◆ **Your goal**: Return word for word the lines below, starting at the line that contains "search for man's" and ending with the line that contains "(325, 161), (387, 232)".

◆ **Data rows**:
** START **
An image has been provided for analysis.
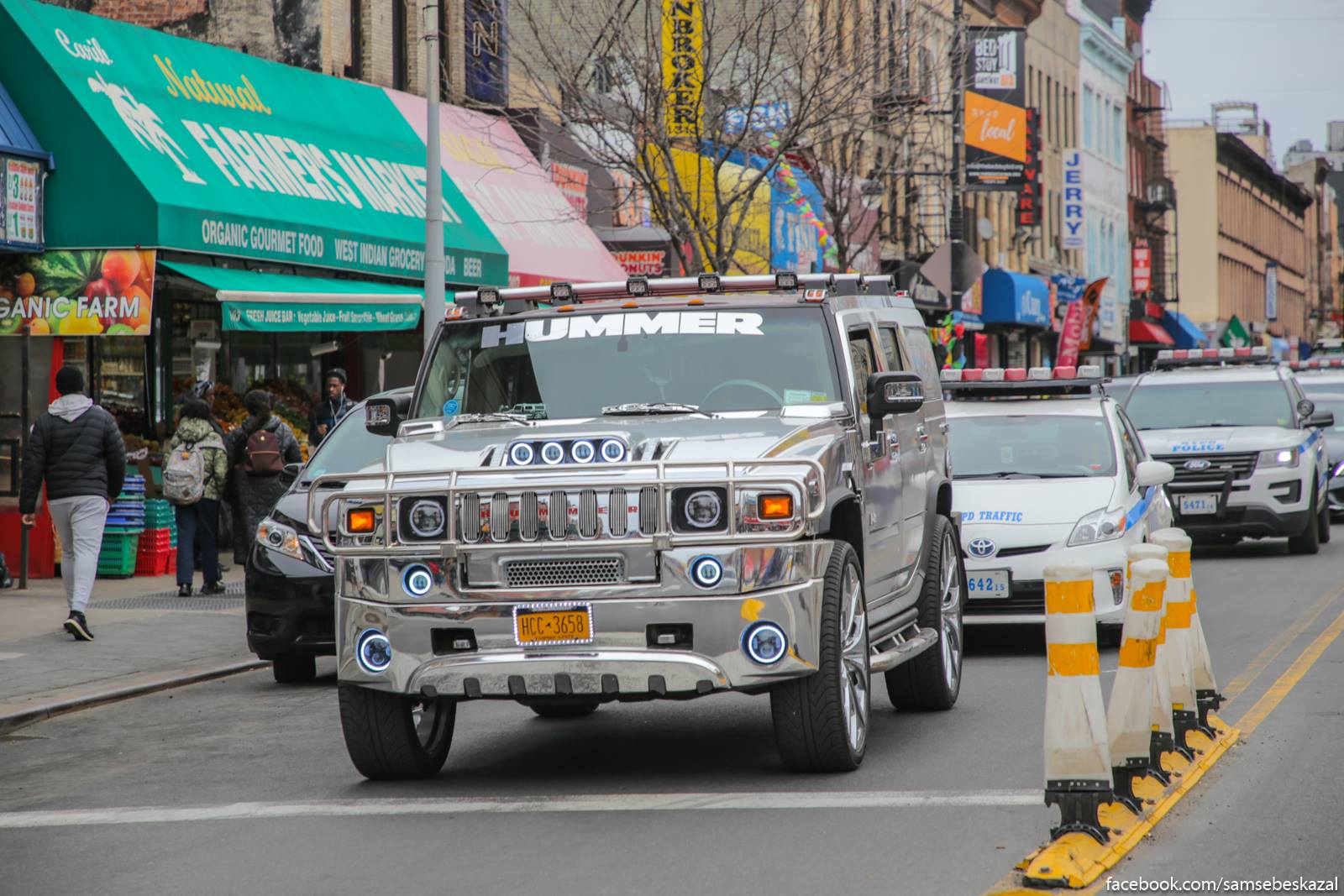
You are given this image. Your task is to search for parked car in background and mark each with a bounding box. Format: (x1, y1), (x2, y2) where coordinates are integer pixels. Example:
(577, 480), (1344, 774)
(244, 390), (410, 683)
** END **
** START **
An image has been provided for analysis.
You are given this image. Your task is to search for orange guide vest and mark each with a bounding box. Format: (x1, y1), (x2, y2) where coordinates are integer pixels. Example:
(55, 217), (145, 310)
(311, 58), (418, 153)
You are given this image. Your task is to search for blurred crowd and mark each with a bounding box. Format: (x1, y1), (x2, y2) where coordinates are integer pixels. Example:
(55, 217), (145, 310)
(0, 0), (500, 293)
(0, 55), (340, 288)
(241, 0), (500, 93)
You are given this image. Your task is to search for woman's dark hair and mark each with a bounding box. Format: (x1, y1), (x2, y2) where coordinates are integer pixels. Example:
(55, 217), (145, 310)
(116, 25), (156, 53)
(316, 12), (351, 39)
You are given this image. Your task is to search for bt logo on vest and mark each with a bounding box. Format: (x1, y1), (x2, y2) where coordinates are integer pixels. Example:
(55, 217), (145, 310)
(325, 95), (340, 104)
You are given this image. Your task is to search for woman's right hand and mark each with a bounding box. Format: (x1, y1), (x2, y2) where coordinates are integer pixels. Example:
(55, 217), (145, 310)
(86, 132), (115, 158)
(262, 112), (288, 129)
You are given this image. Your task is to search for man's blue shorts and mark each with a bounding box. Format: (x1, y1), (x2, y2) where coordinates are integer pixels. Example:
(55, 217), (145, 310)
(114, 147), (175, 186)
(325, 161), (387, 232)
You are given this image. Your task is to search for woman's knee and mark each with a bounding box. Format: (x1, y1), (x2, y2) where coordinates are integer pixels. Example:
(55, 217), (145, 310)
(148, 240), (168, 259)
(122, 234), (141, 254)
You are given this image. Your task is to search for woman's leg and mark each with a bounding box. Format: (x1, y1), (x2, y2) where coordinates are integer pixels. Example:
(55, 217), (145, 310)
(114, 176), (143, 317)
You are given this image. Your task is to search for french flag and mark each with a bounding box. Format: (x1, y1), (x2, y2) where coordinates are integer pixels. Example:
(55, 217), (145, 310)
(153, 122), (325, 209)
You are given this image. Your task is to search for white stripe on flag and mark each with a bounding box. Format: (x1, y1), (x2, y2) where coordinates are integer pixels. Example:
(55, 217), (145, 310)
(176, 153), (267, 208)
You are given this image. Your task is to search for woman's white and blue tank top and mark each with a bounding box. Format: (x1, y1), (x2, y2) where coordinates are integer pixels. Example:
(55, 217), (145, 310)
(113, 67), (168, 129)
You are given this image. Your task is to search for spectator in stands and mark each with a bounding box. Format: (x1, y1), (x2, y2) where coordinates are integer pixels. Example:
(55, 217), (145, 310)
** END **
** START **
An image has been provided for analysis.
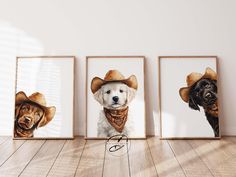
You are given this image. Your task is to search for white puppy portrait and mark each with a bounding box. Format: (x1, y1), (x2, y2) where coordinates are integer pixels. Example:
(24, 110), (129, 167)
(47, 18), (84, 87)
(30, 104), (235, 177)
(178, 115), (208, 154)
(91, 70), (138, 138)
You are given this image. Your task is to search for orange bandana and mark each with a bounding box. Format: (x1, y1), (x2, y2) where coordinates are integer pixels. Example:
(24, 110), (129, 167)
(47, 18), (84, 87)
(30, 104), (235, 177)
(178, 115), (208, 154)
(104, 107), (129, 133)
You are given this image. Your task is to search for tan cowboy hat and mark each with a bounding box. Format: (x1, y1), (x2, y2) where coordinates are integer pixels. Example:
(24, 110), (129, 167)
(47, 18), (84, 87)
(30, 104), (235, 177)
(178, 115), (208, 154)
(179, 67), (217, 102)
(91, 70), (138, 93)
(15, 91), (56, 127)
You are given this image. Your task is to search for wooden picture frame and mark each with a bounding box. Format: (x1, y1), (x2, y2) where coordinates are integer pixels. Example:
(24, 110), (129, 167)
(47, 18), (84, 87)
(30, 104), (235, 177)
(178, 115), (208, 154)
** END **
◆ **Completed exercise**:
You are given this image. Your task is to search for man's blue shorts and mark each with a bounding box. Format: (x1, y1), (x2, y2) where coordinates are integer pixels. Example:
(55, 217), (145, 310)
(114, 147), (175, 186)
(325, 161), (387, 232)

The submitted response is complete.